### TEXT TO READ ###

SL Letter of the Day: A Failure to Communicate


Disagree with point #1.

Whatever city you live in, there are plenty of people around who you don't work with to fuck. If anything ever goes sideways with this hook up, you do not want to have to avoid somebody at work. Heck, even just being blunt about your intentions could have this negative result. Also, what if she turns out to be a psycho or a gossip? Your workplace can quickly turn into somewhere you don't want to be or worse somewhere you can't do your job effectively.

Make friends with her, keep getting invited to her parties and use them to meet other hot lesbians.

Hmm. I like the advice that the way to subtly bring up that you would be potentially available is to come out to a possible target as bi and open, rather than to make any enquiries about the other people's relationship and preferences. When someone earnestly believes they are not putting out a "come fuck me" vibe (and many assume the existence of a spouse or partner makes that obvious), having that ignored by someone you will see again is pretty hard to pretend didn't happen.

###

- **OBJECTIVES**
A: In the advice-column comments, what does one commenter suggest using the coworker's parties for?
B: Carry the advice-column comments forward from their last sentence, in the same conversational voice.
The material after the advice-column comments isn't needed for anything here.

### SOURCE DATA ###

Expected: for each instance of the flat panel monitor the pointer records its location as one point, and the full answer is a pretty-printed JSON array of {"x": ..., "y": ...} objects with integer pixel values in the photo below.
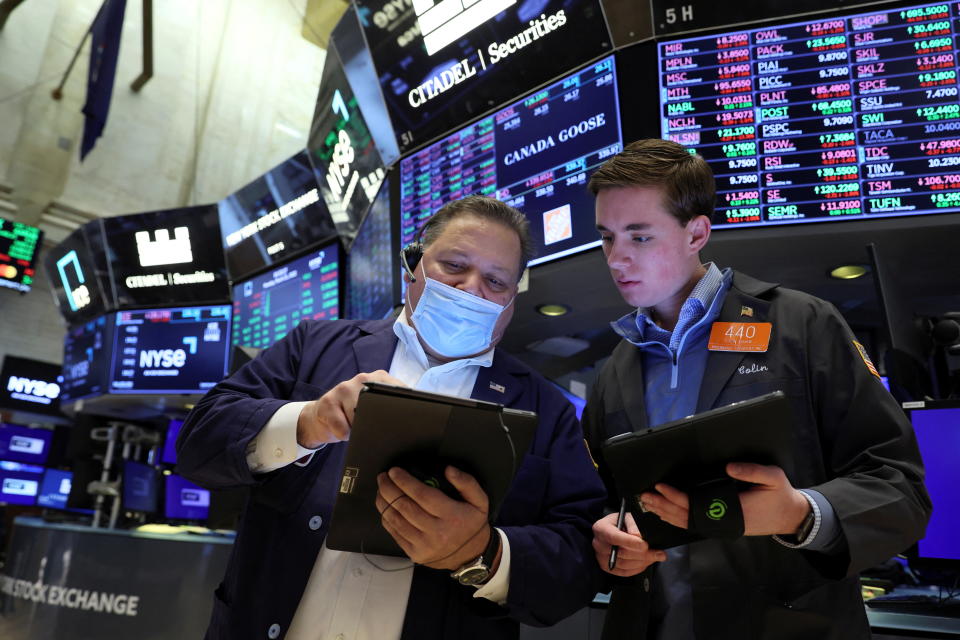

###

- **ANSWER SET**
A: To meet other hot lesbians.

B:
I don't like the advice that there's nothing wrong with hitting on your co-workers: there is, in that you cannot escape each other if things go badly. After you discover they're crazy is too late.

I realize Dan is big into out poly and m-ish behavior right now, but for a lot of people it does not make sense to be out to everyone, especially co-workers. It has a very real potential to sound like you view Bob from accounting as a good source of sending potential hook-ups your way, which is probably the last thing he intended to add to his docket.

get real

its all about the sex.

and this is Gommorah....

job? spouse? kids?

so what.

its. all. about. the. sex.
please don't have kids.

have yourself fixed...
How about starting by going to lunch together, and at some point, when you see another good-looking woman, lean toward the coworker and say something about how hot the other one is and see where things go from there?
4. No, there's not an expectation. But if you're into a gay girl or you think she's into you, you should let her know you're into girls.
@2 -- Yeah, I don't think it's necessary or professional to be out to your co-workers about whether you're monogamish or not -- how is that any of their business? A workplace is not the setting to divulge your kinks.
She should just say "I think you're cute" and wait for a response. If she gets no response, drop it.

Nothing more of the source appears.